Rewrite every line of the records below as a Markdown table with two columns, "Row" and "Line," numbering each row. Leave out blank lines.

** START OF RECORDS SUPPLIED **

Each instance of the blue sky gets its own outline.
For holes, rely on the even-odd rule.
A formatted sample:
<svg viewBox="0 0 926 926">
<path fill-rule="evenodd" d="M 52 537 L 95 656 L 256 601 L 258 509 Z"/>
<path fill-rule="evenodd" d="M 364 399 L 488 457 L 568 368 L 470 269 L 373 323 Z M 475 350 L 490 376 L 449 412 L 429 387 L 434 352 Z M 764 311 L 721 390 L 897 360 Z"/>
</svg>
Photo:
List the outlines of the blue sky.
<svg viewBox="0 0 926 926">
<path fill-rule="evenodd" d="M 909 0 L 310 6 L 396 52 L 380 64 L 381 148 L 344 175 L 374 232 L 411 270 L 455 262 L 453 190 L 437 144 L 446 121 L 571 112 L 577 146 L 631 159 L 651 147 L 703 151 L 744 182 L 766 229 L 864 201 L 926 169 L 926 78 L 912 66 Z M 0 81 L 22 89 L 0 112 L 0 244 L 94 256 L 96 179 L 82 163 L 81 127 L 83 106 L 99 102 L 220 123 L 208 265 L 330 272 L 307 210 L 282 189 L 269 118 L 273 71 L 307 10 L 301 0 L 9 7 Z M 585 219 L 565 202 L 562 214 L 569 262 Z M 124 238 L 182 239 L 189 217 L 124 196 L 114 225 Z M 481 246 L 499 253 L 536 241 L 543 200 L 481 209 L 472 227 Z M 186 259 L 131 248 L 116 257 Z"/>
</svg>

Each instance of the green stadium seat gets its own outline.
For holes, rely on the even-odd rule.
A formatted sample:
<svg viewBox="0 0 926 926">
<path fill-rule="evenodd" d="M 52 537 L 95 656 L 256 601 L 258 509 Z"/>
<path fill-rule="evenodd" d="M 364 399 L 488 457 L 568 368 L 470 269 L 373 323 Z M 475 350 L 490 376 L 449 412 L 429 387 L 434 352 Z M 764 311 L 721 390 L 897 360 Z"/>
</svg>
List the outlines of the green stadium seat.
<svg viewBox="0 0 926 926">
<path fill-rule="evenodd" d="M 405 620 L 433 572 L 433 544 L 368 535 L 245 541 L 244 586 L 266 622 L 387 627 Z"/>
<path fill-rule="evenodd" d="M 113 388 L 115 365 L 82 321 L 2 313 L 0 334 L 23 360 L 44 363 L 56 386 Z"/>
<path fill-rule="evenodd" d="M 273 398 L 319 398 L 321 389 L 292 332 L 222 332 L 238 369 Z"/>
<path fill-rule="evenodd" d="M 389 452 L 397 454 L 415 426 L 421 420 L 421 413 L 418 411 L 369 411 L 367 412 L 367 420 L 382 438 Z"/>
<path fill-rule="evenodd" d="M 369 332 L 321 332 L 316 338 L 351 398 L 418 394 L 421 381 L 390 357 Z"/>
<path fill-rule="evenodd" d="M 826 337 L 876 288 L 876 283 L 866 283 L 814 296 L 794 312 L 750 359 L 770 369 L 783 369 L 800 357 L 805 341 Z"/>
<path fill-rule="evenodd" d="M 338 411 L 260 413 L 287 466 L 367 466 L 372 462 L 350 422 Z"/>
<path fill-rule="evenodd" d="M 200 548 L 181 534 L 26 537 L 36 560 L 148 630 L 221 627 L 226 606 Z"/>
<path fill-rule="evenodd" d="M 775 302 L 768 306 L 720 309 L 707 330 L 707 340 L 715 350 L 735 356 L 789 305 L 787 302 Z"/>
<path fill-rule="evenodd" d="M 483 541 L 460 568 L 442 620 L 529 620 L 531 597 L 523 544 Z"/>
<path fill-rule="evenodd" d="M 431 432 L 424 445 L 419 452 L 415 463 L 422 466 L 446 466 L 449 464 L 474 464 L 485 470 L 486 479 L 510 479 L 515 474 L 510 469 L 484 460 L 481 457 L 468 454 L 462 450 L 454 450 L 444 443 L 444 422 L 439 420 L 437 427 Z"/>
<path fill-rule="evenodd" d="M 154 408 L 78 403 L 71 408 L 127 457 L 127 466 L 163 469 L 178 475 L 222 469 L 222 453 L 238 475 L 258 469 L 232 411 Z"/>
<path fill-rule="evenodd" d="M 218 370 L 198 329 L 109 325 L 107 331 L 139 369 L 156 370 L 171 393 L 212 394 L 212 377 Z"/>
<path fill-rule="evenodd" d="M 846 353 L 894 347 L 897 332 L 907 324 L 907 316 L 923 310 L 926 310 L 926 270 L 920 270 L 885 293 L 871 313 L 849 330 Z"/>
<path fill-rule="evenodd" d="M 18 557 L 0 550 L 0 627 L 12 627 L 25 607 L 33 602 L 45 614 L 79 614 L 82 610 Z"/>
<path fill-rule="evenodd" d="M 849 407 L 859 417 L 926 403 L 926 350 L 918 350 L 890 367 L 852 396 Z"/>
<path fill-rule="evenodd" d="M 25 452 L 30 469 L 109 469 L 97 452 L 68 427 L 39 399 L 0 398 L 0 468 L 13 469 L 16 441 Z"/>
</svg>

** END OF RECORDS SUPPLIED **

_ANSWER FOR THIS EXERCISE_
| Row | Line |
|---|---|
| 1 | Each instance of the blue sky gets its own outline. |
| 2 | For holes, rely on the even-odd rule. |
| 3 | A formatted sample: |
| 4 | <svg viewBox="0 0 926 926"> |
| 5 | <path fill-rule="evenodd" d="M 52 537 L 95 656 L 256 601 L 258 509 Z"/> |
| 6 | <path fill-rule="evenodd" d="M 364 399 L 488 457 L 568 368 L 470 269 L 373 323 Z M 475 350 L 490 376 L 449 412 L 429 387 L 434 352 Z M 764 311 L 721 390 L 897 360 Z"/> |
| 7 | </svg> |
| 8 | Photo: |
| 9 | List the outlines of the blue sky. |
| 10 | <svg viewBox="0 0 926 926"> |
| 11 | <path fill-rule="evenodd" d="M 909 0 L 310 6 L 396 52 L 380 64 L 381 148 L 344 175 L 374 232 L 411 270 L 455 262 L 453 190 L 437 144 L 446 121 L 571 112 L 577 146 L 631 159 L 651 147 L 703 151 L 744 182 L 766 229 L 864 201 L 926 169 L 926 78 L 912 66 Z M 0 81 L 22 89 L 0 112 L 0 244 L 94 256 L 96 179 L 82 163 L 81 127 L 83 106 L 99 102 L 220 123 L 208 265 L 330 272 L 307 210 L 282 189 L 269 118 L 273 71 L 307 10 L 301 0 L 9 7 Z M 585 219 L 565 202 L 562 214 L 569 262 Z M 124 238 L 182 239 L 189 217 L 124 196 L 114 225 Z M 481 246 L 499 253 L 536 241 L 543 200 L 481 209 L 472 227 Z M 186 259 L 131 248 L 116 257 Z"/> |
| 12 | </svg> |
| 13 | Each instance of the green stadium seat gets its own outline. |
| 14 | For holes, rely on the even-odd rule. |
| 15 | A formatted sample: |
| 16 | <svg viewBox="0 0 926 926"> |
| 17 | <path fill-rule="evenodd" d="M 52 537 L 95 656 L 256 601 L 258 509 Z"/> |
| 18 | <path fill-rule="evenodd" d="M 364 399 L 488 457 L 568 368 L 470 269 L 373 323 Z M 475 350 L 490 376 L 449 412 L 429 387 L 434 352 Z M 764 311 L 721 390 L 897 360 Z"/> |
| 19 | </svg> |
| 20 | List the outlines of the green stadium seat. |
| 21 | <svg viewBox="0 0 926 926"> |
| 22 | <path fill-rule="evenodd" d="M 405 620 L 433 572 L 433 544 L 368 535 L 245 541 L 244 586 L 266 622 L 387 627 Z"/> |
| 23 | <path fill-rule="evenodd" d="M 113 388 L 115 365 L 82 321 L 2 313 L 0 334 L 23 360 L 44 363 L 56 386 Z"/> |
| 24 | <path fill-rule="evenodd" d="M 273 398 L 319 398 L 321 389 L 292 332 L 222 332 L 238 369 Z"/> |
| 25 | <path fill-rule="evenodd" d="M 389 452 L 397 454 L 415 426 L 421 420 L 421 413 L 418 411 L 369 411 L 367 412 L 367 420 L 382 438 Z"/> |
| 26 | <path fill-rule="evenodd" d="M 369 332 L 321 332 L 316 338 L 351 398 L 418 394 L 421 381 L 390 357 Z"/> |
| 27 | <path fill-rule="evenodd" d="M 826 337 L 876 288 L 876 283 L 866 283 L 814 296 L 794 312 L 750 359 L 770 369 L 783 369 L 800 357 L 805 341 Z"/> |
| 28 | <path fill-rule="evenodd" d="M 338 411 L 260 413 L 287 466 L 367 466 L 372 462 L 350 422 Z"/> |
| 29 | <path fill-rule="evenodd" d="M 200 548 L 181 534 L 26 537 L 36 560 L 148 630 L 221 627 L 226 606 Z"/> |
| 30 | <path fill-rule="evenodd" d="M 775 302 L 768 306 L 720 309 L 707 330 L 707 340 L 715 350 L 735 356 L 789 305 L 787 302 Z"/> |
| 31 | <path fill-rule="evenodd" d="M 483 541 L 460 568 L 442 620 L 529 620 L 531 597 L 523 544 Z"/> |
| 32 | <path fill-rule="evenodd" d="M 431 432 L 424 445 L 419 452 L 415 463 L 422 466 L 446 466 L 449 464 L 474 464 L 485 470 L 486 479 L 510 479 L 515 474 L 510 469 L 484 460 L 481 457 L 468 454 L 462 450 L 454 450 L 444 443 L 444 422 L 439 420 L 437 427 Z"/> |
| 33 | <path fill-rule="evenodd" d="M 154 408 L 78 403 L 71 408 L 127 457 L 127 466 L 163 469 L 178 475 L 222 469 L 222 453 L 238 475 L 258 469 L 232 411 Z"/> |
| 34 | <path fill-rule="evenodd" d="M 218 370 L 198 329 L 109 325 L 107 331 L 139 369 L 156 370 L 171 393 L 212 394 L 212 377 Z"/> |
| 35 | <path fill-rule="evenodd" d="M 846 353 L 894 347 L 897 332 L 907 324 L 907 316 L 923 310 L 926 310 L 926 270 L 920 270 L 885 293 L 871 313 L 849 330 Z"/> |
| 36 | <path fill-rule="evenodd" d="M 18 557 L 0 550 L 0 627 L 12 627 L 25 607 L 33 602 L 45 614 L 79 614 L 82 610 Z"/> |
| 37 | <path fill-rule="evenodd" d="M 849 407 L 859 417 L 926 403 L 926 350 L 918 350 L 890 367 L 852 396 Z"/> |
| 38 | <path fill-rule="evenodd" d="M 25 452 L 30 469 L 109 469 L 97 452 L 68 427 L 39 399 L 0 398 L 0 468 L 13 469 L 16 441 Z"/> |
| 39 | </svg> |